(Short exercise 1)
Rewrite the stretch of the field application passage from "Demonstration Material and" through "6 was selected.", changing "substrate" to "base metal".
(Short exercise 2)
In the field application passage, turn the paragraph beginning "The HVOF coating systems" into a short bulleted list that keeps its main facts.

___ Text segment ___

Demonstration Material and Field Application Procedure
The HVOF coating systems applied in the field demonstration was Stellite 6 and Tribaloy T-400. Stellite 6 has the highest cavitation resistance in both ultrasonic and cavitating jet testing (11.7 mg/h )Norem (16.9 ) and Tribaloy T-400 ( 18.9 mg/h ) had similar cavitation wear rates. The results could not be differentiated statistically with out testing a significant number of additional samples. Based on previous research results which found that coatings of Tribaloy T-400 extended the life of the stainless steel substrate ( Baker 1994 ), as well as its greater availability, T-400 and Stellite 6 was selected.

___ Dataset excerpts ___

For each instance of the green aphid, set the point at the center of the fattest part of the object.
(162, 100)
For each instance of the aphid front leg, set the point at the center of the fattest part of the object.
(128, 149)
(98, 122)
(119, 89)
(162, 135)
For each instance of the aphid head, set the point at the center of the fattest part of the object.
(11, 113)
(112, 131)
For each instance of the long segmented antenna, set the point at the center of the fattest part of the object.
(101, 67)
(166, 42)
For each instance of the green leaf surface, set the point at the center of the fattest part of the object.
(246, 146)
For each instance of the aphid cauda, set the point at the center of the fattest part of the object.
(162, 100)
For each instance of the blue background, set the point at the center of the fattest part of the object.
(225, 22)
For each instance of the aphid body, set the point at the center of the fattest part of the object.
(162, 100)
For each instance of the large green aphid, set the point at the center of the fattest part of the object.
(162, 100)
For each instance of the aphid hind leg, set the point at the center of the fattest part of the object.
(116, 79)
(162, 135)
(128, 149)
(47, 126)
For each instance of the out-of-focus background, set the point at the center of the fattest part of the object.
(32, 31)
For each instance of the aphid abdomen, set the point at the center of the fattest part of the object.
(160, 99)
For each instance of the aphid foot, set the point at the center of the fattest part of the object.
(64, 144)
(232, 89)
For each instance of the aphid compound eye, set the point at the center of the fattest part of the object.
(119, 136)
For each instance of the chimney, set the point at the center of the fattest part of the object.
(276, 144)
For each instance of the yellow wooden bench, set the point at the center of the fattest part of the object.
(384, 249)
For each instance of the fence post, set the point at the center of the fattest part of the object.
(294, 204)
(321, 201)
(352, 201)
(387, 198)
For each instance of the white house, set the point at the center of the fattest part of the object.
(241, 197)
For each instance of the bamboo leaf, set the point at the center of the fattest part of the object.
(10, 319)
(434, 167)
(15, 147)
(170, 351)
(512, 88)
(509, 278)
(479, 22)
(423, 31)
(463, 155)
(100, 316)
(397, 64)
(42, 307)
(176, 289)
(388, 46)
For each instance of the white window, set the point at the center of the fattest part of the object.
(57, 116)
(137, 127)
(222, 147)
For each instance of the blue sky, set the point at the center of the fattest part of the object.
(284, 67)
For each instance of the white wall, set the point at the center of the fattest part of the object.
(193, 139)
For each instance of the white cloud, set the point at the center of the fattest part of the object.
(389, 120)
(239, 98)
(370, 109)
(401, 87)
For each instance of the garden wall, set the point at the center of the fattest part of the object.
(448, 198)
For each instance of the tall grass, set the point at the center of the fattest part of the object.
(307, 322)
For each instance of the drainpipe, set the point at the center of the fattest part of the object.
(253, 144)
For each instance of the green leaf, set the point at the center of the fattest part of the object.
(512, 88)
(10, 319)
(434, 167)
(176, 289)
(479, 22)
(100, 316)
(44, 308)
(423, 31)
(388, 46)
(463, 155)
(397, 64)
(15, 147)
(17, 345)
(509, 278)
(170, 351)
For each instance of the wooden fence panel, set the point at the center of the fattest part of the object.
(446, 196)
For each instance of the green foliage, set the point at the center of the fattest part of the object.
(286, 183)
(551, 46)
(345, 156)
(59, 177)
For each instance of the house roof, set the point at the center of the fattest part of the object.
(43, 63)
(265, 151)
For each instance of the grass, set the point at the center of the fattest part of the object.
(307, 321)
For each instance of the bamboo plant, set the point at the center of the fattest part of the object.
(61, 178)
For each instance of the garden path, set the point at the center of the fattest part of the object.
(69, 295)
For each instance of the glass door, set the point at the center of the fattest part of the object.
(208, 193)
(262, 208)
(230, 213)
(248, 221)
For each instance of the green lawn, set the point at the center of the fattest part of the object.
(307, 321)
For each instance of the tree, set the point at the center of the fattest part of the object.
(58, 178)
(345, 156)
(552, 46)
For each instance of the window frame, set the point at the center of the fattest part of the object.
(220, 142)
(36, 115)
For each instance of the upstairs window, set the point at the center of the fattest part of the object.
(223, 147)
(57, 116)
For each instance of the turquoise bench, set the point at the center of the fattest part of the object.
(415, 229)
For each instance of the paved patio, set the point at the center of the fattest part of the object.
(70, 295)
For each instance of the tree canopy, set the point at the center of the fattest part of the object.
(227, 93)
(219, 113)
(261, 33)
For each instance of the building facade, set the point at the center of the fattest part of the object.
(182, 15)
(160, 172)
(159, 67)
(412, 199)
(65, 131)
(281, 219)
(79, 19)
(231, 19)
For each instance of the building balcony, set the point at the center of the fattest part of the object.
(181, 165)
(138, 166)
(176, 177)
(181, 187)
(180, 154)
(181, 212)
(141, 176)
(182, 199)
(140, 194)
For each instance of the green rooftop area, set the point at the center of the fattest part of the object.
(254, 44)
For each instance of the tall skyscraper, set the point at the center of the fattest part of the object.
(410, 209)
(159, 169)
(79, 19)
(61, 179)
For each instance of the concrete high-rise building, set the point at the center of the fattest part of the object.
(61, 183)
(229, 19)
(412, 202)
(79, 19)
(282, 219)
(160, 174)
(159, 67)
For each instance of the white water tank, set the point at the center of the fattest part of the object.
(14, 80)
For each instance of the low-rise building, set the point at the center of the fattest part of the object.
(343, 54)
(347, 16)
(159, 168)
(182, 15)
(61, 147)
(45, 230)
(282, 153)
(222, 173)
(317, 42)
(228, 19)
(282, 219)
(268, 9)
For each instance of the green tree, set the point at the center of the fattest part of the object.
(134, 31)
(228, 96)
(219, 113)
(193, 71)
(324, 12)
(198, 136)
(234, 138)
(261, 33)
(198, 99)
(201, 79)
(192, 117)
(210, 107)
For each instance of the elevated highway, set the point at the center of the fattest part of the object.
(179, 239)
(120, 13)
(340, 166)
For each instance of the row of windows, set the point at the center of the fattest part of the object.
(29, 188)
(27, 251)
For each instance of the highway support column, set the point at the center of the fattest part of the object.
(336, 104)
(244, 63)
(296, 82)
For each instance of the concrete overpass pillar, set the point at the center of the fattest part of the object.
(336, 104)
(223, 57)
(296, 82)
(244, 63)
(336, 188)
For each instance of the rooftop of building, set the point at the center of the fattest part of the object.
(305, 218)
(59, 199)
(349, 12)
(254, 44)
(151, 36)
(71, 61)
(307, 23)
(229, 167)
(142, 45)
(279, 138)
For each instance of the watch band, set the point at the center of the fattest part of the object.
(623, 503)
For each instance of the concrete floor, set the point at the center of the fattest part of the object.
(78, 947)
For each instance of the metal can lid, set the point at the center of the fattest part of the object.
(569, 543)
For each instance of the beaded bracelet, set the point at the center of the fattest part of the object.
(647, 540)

___

(Exercise result 1)
Demonstration Material and Field Application Procedure
The HVOF coating systems applied in the field demonstration was Stellite 6 and Tribaloy T-400. Stellite 6 has the highest cavitation resistance in both ultrasonic and cavitating jet testing (11.7 mg/h )Norem (16.9 ) and Tribaloy T-400 ( 18.9 mg/h ) had similar cavitation wear rates. The results could not be differentiated statistically with out testing a significant number of additional samples. Based on previous research results which found that coatings of Tribaloy T-400 extended the life of the stainless steel base metal ( Baker 1994 ), as well as its greater availability, T-400 and Stellite 6 was selected.

(Exercise result 2)
- The HVOF coatings used in the field demonstration were Stellite 6 and Tribaloy T-400.
- Stellite 6 showed the highest cavitation resistance in both ultrasonic and cavitating jet testing (11.7 mg/h).
- Norem (16.9) and Tribaloy T-400 (18.9 mg/h) had similar cavitation wear rates. Telling them apart statistically would require testing a significant number of additional samples.
- Earlier research found that Tribaloy T-400 coatings extended the life of the stainless steel substrate (Baker 1994). T-400 is also more widely available.
- On that basis, T-400 and Stellite 6 were selected.